── Dataset content ──
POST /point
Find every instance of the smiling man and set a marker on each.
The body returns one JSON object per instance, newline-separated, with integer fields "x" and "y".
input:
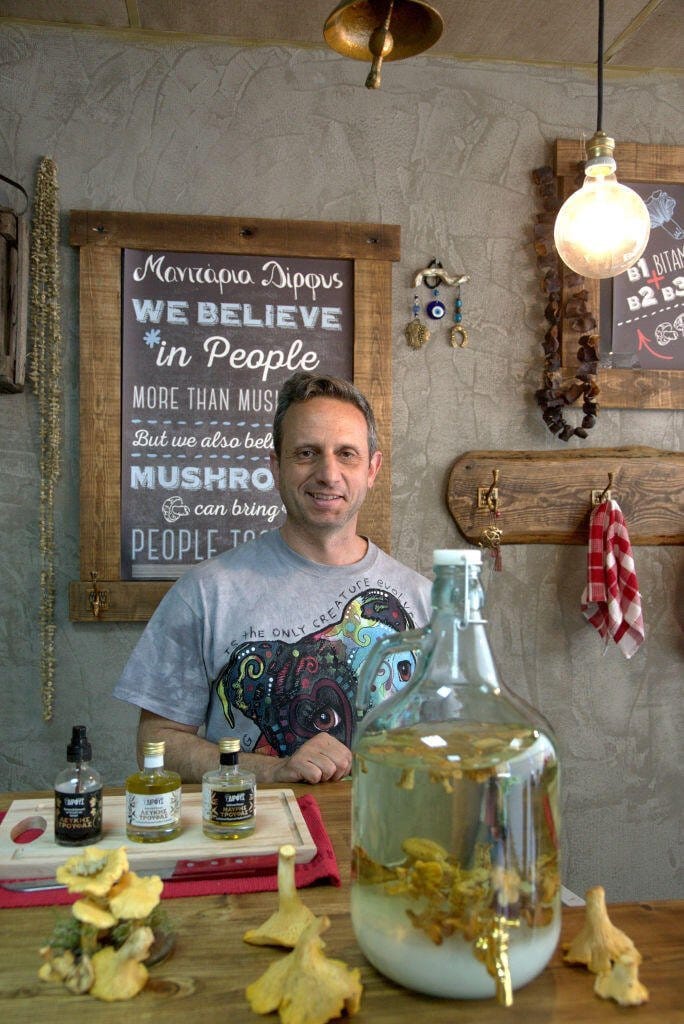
{"x": 264, "y": 642}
───
What the task asks:
Could you write out the records above again, switching "smiling man" to "man in the red jacket" and leaving everything else as it is? Omit the pictures from your answer.

Answer to this task:
POST /point
Find every instance of the man in the red jacket and set a marker on each.
The body returns one JSON object per instance, newline-separated, with integer fields "x" and "y".
input:
{"x": 264, "y": 642}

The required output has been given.